Liste des tâches –
**A.** D'après le texte sur Blanche de Castille, pourquoi la légende veut-elle que Bianca ait été choisie plutôt que sa sœur ?
**B.** Rédigez la suite du texte sur Blanche de Castille, en reprenant juste après sa dernière phrase.

======== Extrait fourni

Blanche de Castille, successivement princesse, épouse de l’héritier du trône de France, reine, reine-mère et toute première régente du royaume de France jouera un rôle politique de premier plan auprès de son époux mais surtout auprès de son fils. Dotée d’une éclatante personnalité, elle saura diriger fermement les affaires de l’État tout en restant pleinement femme et ne cherchant pas à s’imprégner de valeurs masculines. Cela lui sera permis grâce à la considération dont jouissent les femmes au Moyen Âge, véritable âge d’or pour le beau sexe et époque propice au pouvoir féminin.
Une jeune Espagnole arrivant en France à l’âge de douze ans
Née en 1188, cette jeune princesse est originaire, comme son nom l’indique, du royaume de Castille. Néanmoins, elle ressemble plus à une fille du Nord qu’à une petite Espagnole, Bianca tenant visiblement de sa mère, Aliénor d’Angleterre, et de sa grand-mère, Aliénor d’Aquitaine. Elle ne leur doit d’ailleurs pas seulement son physique : comme elles, elle se révélera être une femme de tête, influente, qui jouera un rôle important dans la vie politique de son époque.
C’est d’ailleurs Aliénor d’Aquitaine en personne qui entame, à l’âge de quatre-vingts ans, un immense périple à travers la France jusqu’en Espagne à la fin de l’année 1199. Son but est simple : trouver une épouse au fils du roi de France Philippe II Auguste, le jeune Louis, futur Louis VIII. La choisir en Castille est une évidence car Bianca et ses sœurs sont les nièces du roi d’Angleterre Jean sans Terre. Ainsi, cette union favoriserait sans nul doute les liens entre les royaumes rivaux de France et d’Angleterre. Une fois sur place, Aliénor hésite entre deux de ses petites-filles : la légende raconte que la petite Bianca sera finalement choisie car son prénom peut être francisé en Blanche, contrairement à sa sœur qui se nomme Urraca. Les deux femmes repartent alors en direction de la Normandie, où doit se tenir le mariage. Ce voyage est très symbolique, l’éclatante Aliénor menant l’impétueuse Bianca, devenue Blanche, qui se révèlera être la digne héritière de sa grand-mère maternelle et connaîtra comme elle un destin hors du commun.
Une épouse influente et une mère impliquée
S’il s’agit du destin de nombreuses princesses, être ainsi arrachée à son pays natal n’en est pas moins difficile. Néanmoins, bien qu’à l’origine purement politique, le mariage de Blanche et de Louis tourne rapidement au conte de fées : le couple se révèle particulièrement uni, vivant une véritable histoire d’amour dont naîtront douze enfants et tenant le premier rôle au centre d’une cour vivante, où se côtoient musiciens et intellectuels.

================
======== Relevé des données

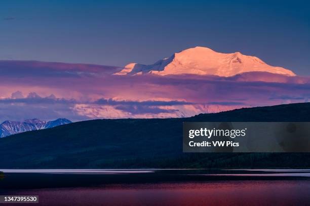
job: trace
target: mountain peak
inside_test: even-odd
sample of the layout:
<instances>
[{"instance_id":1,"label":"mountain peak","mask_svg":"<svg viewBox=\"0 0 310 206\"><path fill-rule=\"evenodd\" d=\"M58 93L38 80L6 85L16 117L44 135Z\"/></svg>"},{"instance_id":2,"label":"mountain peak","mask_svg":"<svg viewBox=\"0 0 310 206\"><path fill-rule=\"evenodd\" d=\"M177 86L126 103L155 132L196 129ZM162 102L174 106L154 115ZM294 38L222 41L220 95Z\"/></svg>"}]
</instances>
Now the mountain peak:
<instances>
[{"instance_id":1,"label":"mountain peak","mask_svg":"<svg viewBox=\"0 0 310 206\"><path fill-rule=\"evenodd\" d=\"M263 71L287 76L295 75L288 69L268 65L256 57L245 55L239 52L221 53L202 47L185 49L153 64L130 63L115 74L153 73L165 75L192 74L231 76L253 71Z\"/></svg>"},{"instance_id":2,"label":"mountain peak","mask_svg":"<svg viewBox=\"0 0 310 206\"><path fill-rule=\"evenodd\" d=\"M24 132L51 128L71 122L65 118L58 118L49 121L37 118L26 119L24 121L6 120L0 124L0 138Z\"/></svg>"}]
</instances>

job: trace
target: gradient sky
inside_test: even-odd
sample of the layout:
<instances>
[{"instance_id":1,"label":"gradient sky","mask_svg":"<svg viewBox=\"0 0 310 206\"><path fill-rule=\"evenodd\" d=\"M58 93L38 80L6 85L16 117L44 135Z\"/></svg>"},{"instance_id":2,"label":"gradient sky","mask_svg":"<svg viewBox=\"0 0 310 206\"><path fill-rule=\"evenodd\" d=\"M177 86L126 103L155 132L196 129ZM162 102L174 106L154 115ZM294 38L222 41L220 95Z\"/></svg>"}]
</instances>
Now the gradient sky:
<instances>
[{"instance_id":1,"label":"gradient sky","mask_svg":"<svg viewBox=\"0 0 310 206\"><path fill-rule=\"evenodd\" d=\"M310 75L310 3L2 1L0 59L122 66L200 46Z\"/></svg>"}]
</instances>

================

Résultats attendus –
**A.** Son prénom pouvait être francisé en Blanche, contrairement à celui de sa sœur Urraca.

**B.**
C’est en 1216 que Blanche peut laisser libre cours à son habileté politique. Face à la révolte des barons à laquelle fait face le mal-aimé roi d’Angleterre Jean sans Terre, Louis, poussé par sa femme, décide d’intervenir, d’autant plus que celle-ci se trouve être la petite-fille du défunt roi anglais Henri II Plantagenêt, deuxième époux d’Aliénor d’Aquitaine. Blanche dispose donc en théorie de droits sur le trône anglais. Tandis que Louis parvient jusqu’à Londres et s’y fait proclamer roi, sa femme réussit à convaincre Philippe II Auguste de participer au financement de l’expédition, ce qui lui permet d’engager Eustache le Moine, moine défroqué devenu pirate. Malheureusement, cette campagne sera un échec cuisant, la mort du roi Jean changeant la donne : son fils Henri III héritant de la Couronne, cela apaise les tensions avec les barons qui se retournent alors contre Louis, qui n’a d’autre choix que de fuir et repartir en France.
Blanche est couronnée reine à la mort de son beau-père en 1223. Elle a alors trente-cinq ans, son époux trente-six. Pendant son court règne, Louis VIII le Lion libérera La Rochelle du joug anglais, se heurtera aux Albigeois et réussira notamment à soumettre le Languedoc face à l’hérésie cathare.
De son côté, Blanche s’implique énormément auprès de ses enfants. Elle veille de très près à ce que tous soient correctement instruits ; ses filles comme ses garçons reçoivent d’ailleurs la même éducation. Sa volonté de tout contrôler transparaît déjà et sera plus tard subie par l’héritier au trône, le petit Louis, futur Louis IX. En particulier, se démarque son désir de transmettre la foi chrétienne : très pieuse, elle fonde une abbaye de femmes, Notre Dame du Lys, près de Melun, et veille à être charitable envers les pauvres. Elle éduque son fils en ce sens ; on raconte même qu’elle aurait affirmé préférer le voir mourir que de commettre un péché ! D’ailleurs, Louis IX serait-il devenu Saint Louis sans l’influence de sa mère ?
Une régente au sens politique acéré
Après avoir régné seulement trois ans, Louis VIII meurt de dysenterie. Volonté de ce dernier ou de son conseil, voire des deux, Blanche est proclamée régente en attendant que le tout jeune roi âgé de douze ans, Louis IX, soit en âge de gouverner : il s’agit de la toute première régente de France. Lors de cette tutelle, la reine mère doit bien entendu agir dans l’intérêt du royaume et du petit roi. Son sens politique très développé lui permettra de relever brillamment les défis qui lui font face.
Elle doit en effet rapidement mater les vassaux rebelles, qui se sont empressés de fomenter une révolte : ils désirent profiter de la minorité de Louis IX pour acquérir du pouvoir et une indépendance financière. Cette première épreuve est un succès pour Blanche : la régente parvient à lever les milices bourgeoises parisiennes qui s’en vont secourir le petit roi assiégé.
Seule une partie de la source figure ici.